*Written exercise*. Copy every entry word for word, but skip the pictures.

*Materials provided*.
****************************************

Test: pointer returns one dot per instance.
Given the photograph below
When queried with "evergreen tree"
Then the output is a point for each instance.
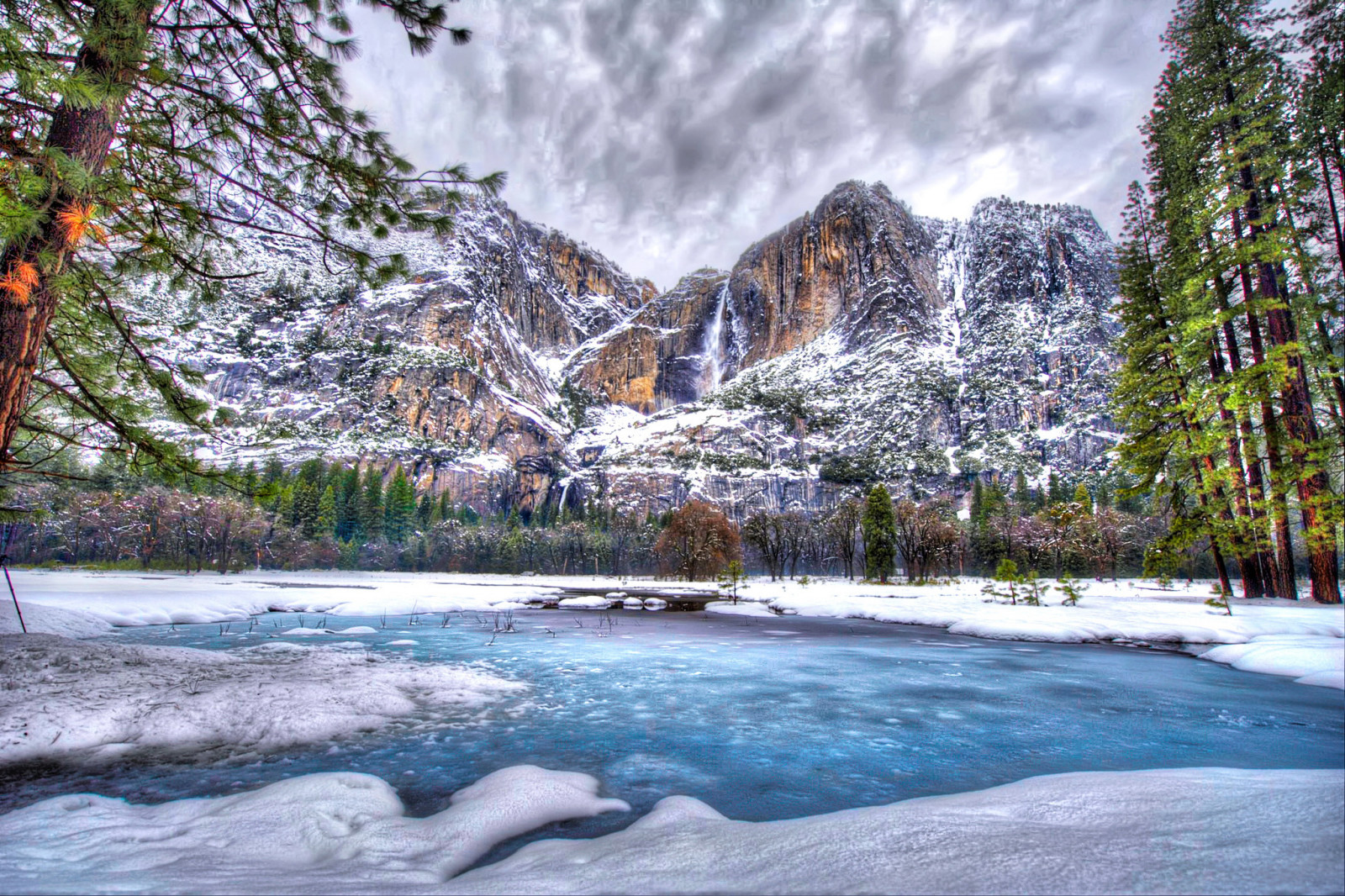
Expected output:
(124, 123)
(1083, 498)
(326, 522)
(1228, 287)
(878, 525)
(306, 506)
(372, 505)
(400, 509)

****************************************

*Task output*.
Test: pointer returns one dot per instance.
Given the photograph below
When queried with "evergreen tree"
Then the output is a point for each instance.
Expected output:
(124, 123)
(1083, 498)
(326, 522)
(1228, 287)
(878, 525)
(306, 506)
(372, 505)
(400, 509)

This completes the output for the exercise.